For example, when retrieving a content item in your views:

@using Umbraco.Cms.Core.Services
@inject IContentService _contentService

@{
 // Services access in your views :(
 var dontDoThis = _contentService.GetById(1234);
 
 // Content cache access in your views
 var doThis = Umbraco.Content(1234);
}

If you are using services in your views, you should figure out why this is being done and, in most cases, remove this logic.

Using Umbraco content items for volatile data

This is one of the anti-patterns that could have the most negative impact on your site's performance.

Umbraco content should not be used for volatile data. The Umbraco APIs, and the way Umbraco data is persisted, was not designed for this. When you need to store, write or track data that changes a lot, use a custom database table or another service. Do not use Umbraco content nodes for this.

Some examples of what not to do, and what to do instead:

What not to doAlternative

Hit counters to track the number of times your page has been viewed.

Use something like Google Analytics or a custom database table instead.

Creating new nodes for form submissions.

This should be stored in a custom database table.

Importing lots of data into Umbraco content nodes.

Import the data into custom database tables instead.

Processing during startup

Umbraco allows you to run some initialization code during startup by using UmbracoApplicationStartingNotification. This code can have a negative impact on the application startup process. This is especially true for Package developers as your code could end up impacting many websites.

In many cases, initialization code can be done lazily instead of eagerly. Instead of initialization everything you need as soon as the application starts, you could execute your initialization code only when it is required. This can be achieved in different ways, such as:

  • Using Lazy<T> and putting the initialization logic in its callback.

  • Putting logic in a property getter with a lock and setting a flag when it is processed.

  • Putting logic in a method with a lock and setting a flag when it is processed.

It is important to ensure that the initialization logic executes only once for the lifetime of the application, even when your app domain is restarted. If your initialization logic creates a database table that should only be executed one time, set a persistence flag. A persistence flag will indicate to your own logic that the initialization code has already been executed and does not need to be done again.

Rebuilding indexes

Rebuilding examine indexes can have a negative effect of the sites performance and is not a recommended practice. It is recommeded to ensure you are running the latest Umbraco and Examine versions if you are having trouble with out-of-sync index data.

The primary reasons your data will become out of sync are:

  • Old version of Umbraco.

  • Rebuilding indexes and restarting your app domain at the same time.

It is not recommended to rebuild your indexes unless you absolutely need to. If you need to do this often then it is advised to determine why and to try to resolve the underlying problem.

Performing lookups and logic in Examine events

There are a couple of well-known Examine events: TransformingIndexValues and DocumentWriting. Both of these events allow the developer to modify the data that is going into the Lucene index. We often see developers performing service lookups in these methods. For example, using IContentService.GetById(e.NodeId) inside of these events could cause an N + 1 problem. This is because these events are executed for every single document being indexed. If you are rebuilding an index, this will mean that this logic will fire for every single document and media item going into each index. That could mean a large number of lookups, which can negatively impact on the site's performance.
------------------------------------
Brief 1 — In the Umbraco guidance, where should form submissions be stored instead of in new nodes?
Brief 2 — Reproduce word for word the stretch of the Umbraco guidance from "It is important" through "be done again.".
The entries that come after the Umbraco guidance are separate material.

Dataset content —
------------------------------------
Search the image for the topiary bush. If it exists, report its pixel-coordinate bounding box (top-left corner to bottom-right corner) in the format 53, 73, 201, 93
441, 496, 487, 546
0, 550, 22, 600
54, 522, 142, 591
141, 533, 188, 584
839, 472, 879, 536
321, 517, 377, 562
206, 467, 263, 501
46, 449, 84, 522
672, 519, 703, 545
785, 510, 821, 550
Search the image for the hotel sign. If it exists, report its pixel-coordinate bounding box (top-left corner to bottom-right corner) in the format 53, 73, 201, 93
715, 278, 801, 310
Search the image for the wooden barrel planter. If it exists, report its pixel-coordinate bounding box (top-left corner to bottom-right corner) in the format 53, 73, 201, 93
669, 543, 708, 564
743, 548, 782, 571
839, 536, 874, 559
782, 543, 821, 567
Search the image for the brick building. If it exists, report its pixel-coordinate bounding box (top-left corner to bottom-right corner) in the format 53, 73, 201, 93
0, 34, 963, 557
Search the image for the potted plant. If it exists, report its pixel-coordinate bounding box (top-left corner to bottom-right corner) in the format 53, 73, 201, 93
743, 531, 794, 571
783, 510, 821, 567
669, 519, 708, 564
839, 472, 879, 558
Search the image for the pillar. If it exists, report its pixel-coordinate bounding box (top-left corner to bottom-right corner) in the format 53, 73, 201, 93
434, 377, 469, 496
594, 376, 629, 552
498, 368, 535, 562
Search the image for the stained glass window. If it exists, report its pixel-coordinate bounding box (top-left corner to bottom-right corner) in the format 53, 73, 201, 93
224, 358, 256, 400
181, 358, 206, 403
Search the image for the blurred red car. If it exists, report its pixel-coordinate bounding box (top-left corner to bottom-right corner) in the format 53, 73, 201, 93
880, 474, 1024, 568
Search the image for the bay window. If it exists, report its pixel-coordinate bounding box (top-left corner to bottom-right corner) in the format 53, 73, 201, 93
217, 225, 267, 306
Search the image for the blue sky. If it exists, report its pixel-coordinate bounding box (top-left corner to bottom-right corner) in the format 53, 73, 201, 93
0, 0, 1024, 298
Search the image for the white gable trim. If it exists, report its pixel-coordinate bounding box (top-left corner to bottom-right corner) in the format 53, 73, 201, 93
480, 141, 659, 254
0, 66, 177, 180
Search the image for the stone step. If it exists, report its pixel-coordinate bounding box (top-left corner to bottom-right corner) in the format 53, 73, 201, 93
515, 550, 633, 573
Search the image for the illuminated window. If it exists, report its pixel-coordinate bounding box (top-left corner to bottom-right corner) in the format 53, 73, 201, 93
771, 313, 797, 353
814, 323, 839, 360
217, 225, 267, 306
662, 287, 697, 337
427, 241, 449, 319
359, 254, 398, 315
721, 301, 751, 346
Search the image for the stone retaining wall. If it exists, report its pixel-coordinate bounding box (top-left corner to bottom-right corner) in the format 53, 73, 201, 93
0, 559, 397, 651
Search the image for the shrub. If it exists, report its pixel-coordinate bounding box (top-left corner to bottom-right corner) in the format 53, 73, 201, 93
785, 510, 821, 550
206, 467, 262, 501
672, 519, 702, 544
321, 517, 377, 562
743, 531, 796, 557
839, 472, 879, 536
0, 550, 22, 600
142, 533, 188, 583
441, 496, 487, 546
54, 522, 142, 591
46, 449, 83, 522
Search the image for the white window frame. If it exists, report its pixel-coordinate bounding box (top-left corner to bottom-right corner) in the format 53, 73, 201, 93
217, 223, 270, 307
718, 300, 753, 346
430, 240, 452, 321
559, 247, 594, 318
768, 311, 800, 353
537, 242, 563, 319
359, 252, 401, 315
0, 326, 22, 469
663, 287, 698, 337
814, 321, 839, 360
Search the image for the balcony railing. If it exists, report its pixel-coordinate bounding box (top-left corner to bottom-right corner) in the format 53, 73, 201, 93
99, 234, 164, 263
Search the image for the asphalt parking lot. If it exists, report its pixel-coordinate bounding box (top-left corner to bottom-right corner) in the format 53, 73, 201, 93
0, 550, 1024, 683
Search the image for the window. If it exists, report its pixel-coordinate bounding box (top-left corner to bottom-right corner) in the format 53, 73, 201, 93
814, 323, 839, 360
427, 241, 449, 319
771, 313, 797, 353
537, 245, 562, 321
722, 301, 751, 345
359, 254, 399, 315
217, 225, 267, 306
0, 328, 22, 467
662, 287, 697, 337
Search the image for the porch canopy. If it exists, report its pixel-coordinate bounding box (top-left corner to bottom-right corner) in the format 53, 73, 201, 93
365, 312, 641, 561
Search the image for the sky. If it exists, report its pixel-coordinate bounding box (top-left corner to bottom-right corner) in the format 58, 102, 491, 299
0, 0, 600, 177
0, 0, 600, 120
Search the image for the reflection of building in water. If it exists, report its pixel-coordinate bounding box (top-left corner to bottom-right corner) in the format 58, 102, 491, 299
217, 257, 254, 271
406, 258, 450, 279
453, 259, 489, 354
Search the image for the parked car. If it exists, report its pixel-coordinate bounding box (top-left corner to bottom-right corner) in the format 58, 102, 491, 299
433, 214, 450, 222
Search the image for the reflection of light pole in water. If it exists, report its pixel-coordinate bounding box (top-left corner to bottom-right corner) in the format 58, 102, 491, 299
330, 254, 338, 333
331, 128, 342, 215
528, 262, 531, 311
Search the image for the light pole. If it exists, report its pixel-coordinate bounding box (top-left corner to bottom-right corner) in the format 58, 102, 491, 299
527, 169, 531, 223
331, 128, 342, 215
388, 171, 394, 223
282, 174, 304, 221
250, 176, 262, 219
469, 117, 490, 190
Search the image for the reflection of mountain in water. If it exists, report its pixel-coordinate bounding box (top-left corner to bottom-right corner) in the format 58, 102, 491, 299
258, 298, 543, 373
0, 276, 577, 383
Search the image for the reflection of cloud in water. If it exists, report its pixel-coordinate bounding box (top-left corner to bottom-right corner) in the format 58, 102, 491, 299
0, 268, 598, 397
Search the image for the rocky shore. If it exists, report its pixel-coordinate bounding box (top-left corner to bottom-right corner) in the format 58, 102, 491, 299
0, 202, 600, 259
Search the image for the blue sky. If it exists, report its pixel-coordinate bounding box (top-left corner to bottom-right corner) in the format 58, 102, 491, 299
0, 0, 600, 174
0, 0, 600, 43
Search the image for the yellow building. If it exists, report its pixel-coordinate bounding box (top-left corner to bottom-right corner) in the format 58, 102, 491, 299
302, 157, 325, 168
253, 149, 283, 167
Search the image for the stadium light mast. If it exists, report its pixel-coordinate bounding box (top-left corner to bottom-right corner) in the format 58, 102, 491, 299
------------------------------------
Full answer 1 — In a custom database table.

Full answer 2 —
It is important to ensure that the initialization logic executes only once for the lifetime of the application, even when your app domain is restarted. If your initialization logic creates a database table that should only be executed one time, set a persistence flag. A persistence flag will indicate to your own logic that the initialization code has already been executed and does not need to be done again.